Source records
....

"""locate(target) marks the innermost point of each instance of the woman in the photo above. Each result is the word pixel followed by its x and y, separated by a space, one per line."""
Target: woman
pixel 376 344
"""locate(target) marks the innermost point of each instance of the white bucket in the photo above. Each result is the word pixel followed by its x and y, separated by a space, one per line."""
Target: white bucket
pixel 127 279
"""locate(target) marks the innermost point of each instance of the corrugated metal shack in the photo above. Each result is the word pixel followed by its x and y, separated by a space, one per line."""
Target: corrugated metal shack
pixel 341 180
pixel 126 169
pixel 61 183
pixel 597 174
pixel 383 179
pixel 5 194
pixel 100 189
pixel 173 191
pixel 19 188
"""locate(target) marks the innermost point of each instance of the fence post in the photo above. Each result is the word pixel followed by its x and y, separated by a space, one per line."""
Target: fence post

....

**Exercise prompt:**
Please transcribe the records word for word, starting at the line that contains "of the corrugated" and ending with the last line of the records, both included.

**Task response:**
"""locate(target) marks the innermost point of each instance of the corrugated metal shack in the photo above. Each result is the word pixel followed by its x and y, separated by a space, one per line."""
Target: corrugated metal shack
pixel 341 180
pixel 126 169
pixel 61 183
pixel 597 174
pixel 383 179
pixel 5 194
pixel 100 189
pixel 173 191
pixel 19 188
"""locate(target) marks the innermost point of each instance of the fence post in the photo above. Each result is the word pixel followed by its x and y, separated by a space, one per line."""
Target: fence post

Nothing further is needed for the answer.